─── DOCUMENT SECTION
# TiVo's Android app: Updated 10/7/2018



## Razzer (Nov 5, 2015)

Version 4.1.0-1167450 now in Google Playstore is the first update in as long as I can recall. Just two of the pain points it fixes are:

The pause/play toggle is now large enough to respond easily to a single tap (unlike previous, which used a miniature button situated too close to the progress bar, difficult to trigger)

It supports Android running on Intel, an uncommon build but if you have one, you may be amazed to find you can stream again using a TiVo app.

Stuff to celebrate.


----------



## elorimer (Jan 1, 2012)

Yay! The app now works on my Asus Chromebooks--a C300 and a C302.


----------



## rdrrepair (Nov 24, 2006)

Thanks for the heads up. I've upgraded my app. Seems very stable._*

WHAT'S NEW
- New TiVo Experience
- Support for Android O
- Head to head images for sports
- Improved My shows experience with category filters
- New Recording Activity feature to see why a particular show was not recorded
- Improved video playback experience
- Control streaming quality when in-home or out-of-home via newly added settings
- Introducing back broadband test which now suggests video quality for your network
- Streaming reliability improvements
- General bug fixes*_


----------



## tomhorsley (Jul 22, 2010)

I don't suppose they added support for commercial skip?


----------



## moonscape (Jul 3, 2004)

Well - this is an unfortunate update for me because I have vision issues and I am having a difficult time seeing the small white text on black background (black on white would be so much easier) and why such a small font? I use it on an iPad - both 12.9" Pro and 9.7" Air ... have trouble with both of them. Pinching out doesn't work nor does 3-finger tap (becomes unusably massive).

Is there a utility that could change the font size/colors/something for the app? I suspect the answer is no but doesn't hurt to ask. Wish I hadn't updated but suppose would have had to eventually 

Edited to add: played around with accessibility options but not much helps (and globally things were fine). Am having trouble hiding the left column - 'A' doesn't seem to be triggering the options to hide/change what's seen/etc.
──────
─── EXTRACTED ENTRIES
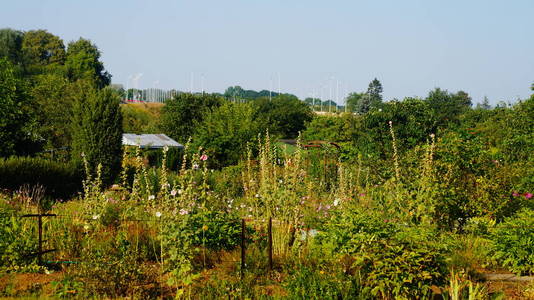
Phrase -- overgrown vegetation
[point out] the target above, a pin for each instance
(408, 199)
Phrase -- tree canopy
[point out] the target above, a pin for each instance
(182, 113)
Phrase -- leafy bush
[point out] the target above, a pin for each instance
(392, 260)
(307, 283)
(214, 230)
(109, 266)
(513, 242)
(18, 239)
(59, 179)
(97, 132)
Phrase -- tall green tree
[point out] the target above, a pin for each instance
(97, 131)
(43, 51)
(225, 132)
(184, 112)
(358, 102)
(284, 115)
(485, 104)
(13, 116)
(83, 62)
(375, 91)
(447, 106)
(364, 102)
(11, 45)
──────
### TASK DIRECTIONS
Continue the forum thread on TiVo's Android app from the point where it stops.

### EXERCISE RESPONSE
----------



## justen_m (Jan 15, 2004)

tomhorsley said:


> I don't suppose they added support for commercial skip?


Not as far as I can tell.


----------



## ChurchillWS (Jan 25, 2017)

The new app looks nicer, but I HATE that your log in credentials expire with this app, which happened with the old one, but it would remember your password. I hate having to look up my password to log in, I guess I could make my password easier to remember.

Also don't like how after you hit watch on "NAME of DEVICE" you have to manually hit the play button for it to get started right away. 

It does look more modern now though....


----------



## tomhorsley (Jul 22, 2010)

ChurchillWS said:


> I guess I could make my password easier to remember.


As frequently as the certificates expire, you'll soon have no trouble remembering your password . You'd think access to shows on your TiVo needed that same security as a bank the way they have it working now. Come to think of it, my banking app remembers my password longer than the TiVo app does.


----------



## Megamind (Feb 18, 2013)

tomhorsley said:


> As frequently as the certificates expire, you'll soon have no trouble remembering your password .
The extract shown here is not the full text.